▸ WHAT TO DO
Find each line in the material below that includes the word "brown" and copy those lines out.
[BEGIN]
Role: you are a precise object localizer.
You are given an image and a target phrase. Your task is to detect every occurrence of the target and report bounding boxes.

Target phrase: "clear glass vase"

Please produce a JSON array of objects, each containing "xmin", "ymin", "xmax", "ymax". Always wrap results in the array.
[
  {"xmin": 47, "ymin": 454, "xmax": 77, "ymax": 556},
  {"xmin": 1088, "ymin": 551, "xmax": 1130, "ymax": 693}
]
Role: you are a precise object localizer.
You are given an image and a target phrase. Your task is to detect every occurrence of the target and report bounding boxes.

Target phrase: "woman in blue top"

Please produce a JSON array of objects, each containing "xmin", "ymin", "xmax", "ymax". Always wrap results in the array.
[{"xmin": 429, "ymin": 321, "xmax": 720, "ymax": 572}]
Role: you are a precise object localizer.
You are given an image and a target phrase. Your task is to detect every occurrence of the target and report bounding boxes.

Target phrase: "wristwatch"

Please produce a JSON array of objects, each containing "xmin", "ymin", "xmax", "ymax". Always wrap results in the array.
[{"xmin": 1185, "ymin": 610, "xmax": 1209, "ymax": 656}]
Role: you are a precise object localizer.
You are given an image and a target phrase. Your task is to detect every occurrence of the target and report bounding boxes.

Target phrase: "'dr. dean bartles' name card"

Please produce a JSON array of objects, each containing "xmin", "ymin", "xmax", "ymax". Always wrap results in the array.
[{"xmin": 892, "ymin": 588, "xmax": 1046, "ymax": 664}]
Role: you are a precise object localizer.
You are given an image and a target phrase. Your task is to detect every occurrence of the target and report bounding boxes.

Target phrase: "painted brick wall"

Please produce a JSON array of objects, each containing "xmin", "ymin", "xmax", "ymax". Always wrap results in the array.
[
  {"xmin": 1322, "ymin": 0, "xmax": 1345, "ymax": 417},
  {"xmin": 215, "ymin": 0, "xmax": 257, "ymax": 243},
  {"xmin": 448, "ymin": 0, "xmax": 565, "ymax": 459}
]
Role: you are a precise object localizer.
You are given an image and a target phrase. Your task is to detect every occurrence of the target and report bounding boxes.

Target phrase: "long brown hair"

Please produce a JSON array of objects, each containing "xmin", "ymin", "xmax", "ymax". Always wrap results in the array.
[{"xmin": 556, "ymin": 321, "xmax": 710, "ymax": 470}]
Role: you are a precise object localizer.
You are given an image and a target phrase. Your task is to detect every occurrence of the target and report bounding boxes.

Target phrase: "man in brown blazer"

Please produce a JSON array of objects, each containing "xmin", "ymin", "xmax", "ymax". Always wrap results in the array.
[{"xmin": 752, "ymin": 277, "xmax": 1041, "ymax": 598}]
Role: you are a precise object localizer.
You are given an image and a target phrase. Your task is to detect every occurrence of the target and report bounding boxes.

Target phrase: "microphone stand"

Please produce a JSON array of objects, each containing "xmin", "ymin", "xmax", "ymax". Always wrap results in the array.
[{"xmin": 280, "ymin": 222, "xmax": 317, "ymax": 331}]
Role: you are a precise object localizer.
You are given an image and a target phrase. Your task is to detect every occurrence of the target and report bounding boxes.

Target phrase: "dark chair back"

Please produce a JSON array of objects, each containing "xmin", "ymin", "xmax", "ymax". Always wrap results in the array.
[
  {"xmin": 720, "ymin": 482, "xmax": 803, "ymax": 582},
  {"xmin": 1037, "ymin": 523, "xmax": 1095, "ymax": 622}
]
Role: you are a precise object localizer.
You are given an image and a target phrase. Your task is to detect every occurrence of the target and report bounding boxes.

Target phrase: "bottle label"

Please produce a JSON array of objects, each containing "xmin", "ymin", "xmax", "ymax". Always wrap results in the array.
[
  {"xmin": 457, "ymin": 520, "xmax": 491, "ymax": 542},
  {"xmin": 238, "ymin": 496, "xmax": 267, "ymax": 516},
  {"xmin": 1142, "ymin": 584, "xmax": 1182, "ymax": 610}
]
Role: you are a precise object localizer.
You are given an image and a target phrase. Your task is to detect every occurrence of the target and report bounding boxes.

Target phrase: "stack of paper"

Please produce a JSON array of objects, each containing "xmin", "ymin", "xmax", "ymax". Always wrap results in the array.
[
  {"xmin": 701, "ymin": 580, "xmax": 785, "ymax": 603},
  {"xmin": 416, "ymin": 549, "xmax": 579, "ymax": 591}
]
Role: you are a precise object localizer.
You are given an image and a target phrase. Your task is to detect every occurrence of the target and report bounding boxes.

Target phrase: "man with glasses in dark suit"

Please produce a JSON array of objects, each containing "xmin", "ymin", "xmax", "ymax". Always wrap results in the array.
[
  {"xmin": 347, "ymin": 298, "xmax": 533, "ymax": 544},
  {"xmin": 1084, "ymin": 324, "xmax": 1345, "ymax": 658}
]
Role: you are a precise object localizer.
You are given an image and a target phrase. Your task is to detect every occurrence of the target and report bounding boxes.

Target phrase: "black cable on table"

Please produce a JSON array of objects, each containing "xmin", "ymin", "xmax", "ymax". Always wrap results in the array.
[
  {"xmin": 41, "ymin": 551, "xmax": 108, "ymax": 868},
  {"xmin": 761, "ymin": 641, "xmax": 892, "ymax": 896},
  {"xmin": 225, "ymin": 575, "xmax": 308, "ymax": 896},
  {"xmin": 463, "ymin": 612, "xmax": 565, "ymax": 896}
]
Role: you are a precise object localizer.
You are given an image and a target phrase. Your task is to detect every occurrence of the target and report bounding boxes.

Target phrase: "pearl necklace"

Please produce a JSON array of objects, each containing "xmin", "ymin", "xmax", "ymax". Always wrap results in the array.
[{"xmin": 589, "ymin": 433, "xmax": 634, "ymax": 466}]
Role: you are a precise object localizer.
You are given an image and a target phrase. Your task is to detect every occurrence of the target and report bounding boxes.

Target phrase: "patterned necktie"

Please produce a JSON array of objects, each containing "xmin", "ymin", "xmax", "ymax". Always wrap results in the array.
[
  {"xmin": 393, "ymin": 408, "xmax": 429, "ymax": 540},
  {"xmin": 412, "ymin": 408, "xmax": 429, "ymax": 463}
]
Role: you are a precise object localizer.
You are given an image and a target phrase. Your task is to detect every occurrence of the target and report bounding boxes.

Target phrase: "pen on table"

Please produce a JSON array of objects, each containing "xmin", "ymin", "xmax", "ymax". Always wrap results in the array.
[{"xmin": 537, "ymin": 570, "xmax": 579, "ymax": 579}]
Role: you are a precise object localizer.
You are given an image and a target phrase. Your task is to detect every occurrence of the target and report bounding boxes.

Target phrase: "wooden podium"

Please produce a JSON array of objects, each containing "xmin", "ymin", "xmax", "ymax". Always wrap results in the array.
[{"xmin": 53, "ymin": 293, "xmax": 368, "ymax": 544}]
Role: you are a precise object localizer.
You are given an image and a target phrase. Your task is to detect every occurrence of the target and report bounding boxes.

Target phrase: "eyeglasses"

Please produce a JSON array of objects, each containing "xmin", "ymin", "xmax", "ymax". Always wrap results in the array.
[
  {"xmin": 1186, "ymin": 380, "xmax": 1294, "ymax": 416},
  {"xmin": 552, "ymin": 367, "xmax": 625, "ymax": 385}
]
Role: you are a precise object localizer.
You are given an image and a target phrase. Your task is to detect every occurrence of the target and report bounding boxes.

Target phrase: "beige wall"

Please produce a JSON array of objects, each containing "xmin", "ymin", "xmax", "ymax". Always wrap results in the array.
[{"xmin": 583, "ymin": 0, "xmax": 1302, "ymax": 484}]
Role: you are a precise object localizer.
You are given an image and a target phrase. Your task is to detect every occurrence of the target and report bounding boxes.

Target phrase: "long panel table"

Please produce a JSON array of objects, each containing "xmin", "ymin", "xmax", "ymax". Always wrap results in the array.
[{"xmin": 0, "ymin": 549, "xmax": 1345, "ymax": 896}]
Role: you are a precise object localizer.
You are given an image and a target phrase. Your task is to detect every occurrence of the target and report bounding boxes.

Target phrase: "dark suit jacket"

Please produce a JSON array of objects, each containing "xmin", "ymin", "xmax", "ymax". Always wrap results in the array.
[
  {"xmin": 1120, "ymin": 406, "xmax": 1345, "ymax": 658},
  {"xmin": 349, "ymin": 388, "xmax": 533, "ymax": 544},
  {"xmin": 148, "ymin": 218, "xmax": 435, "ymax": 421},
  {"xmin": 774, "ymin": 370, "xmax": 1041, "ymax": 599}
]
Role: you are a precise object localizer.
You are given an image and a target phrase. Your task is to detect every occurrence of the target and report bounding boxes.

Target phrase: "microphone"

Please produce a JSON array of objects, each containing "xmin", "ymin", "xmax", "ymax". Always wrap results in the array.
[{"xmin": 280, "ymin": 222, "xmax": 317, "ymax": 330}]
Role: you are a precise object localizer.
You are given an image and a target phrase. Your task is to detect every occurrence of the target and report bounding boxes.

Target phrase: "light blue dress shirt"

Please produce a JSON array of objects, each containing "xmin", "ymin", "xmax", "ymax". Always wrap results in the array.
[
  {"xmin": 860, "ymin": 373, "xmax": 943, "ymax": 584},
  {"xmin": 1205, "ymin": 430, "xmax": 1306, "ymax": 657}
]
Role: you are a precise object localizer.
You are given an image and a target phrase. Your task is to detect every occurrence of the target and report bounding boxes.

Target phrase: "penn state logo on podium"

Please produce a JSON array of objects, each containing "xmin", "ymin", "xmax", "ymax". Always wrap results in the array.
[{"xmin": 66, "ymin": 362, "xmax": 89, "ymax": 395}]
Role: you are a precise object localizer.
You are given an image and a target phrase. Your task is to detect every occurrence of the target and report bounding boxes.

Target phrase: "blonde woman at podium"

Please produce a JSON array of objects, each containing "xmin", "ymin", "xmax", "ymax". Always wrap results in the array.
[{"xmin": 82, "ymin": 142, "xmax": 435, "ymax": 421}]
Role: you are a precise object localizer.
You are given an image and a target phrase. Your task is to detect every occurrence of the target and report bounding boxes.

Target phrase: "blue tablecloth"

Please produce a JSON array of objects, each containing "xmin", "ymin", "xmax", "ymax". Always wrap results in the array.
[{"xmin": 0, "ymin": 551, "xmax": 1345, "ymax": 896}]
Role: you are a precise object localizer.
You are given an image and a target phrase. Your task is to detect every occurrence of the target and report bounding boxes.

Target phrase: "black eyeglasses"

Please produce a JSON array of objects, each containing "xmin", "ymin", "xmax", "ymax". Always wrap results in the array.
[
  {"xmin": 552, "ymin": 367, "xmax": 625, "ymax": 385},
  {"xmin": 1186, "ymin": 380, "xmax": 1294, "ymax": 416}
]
[END]
▸ EXERCISE SOLUTION
Target phrase: "long brown hair"
Target phrase: "man in brown blazer"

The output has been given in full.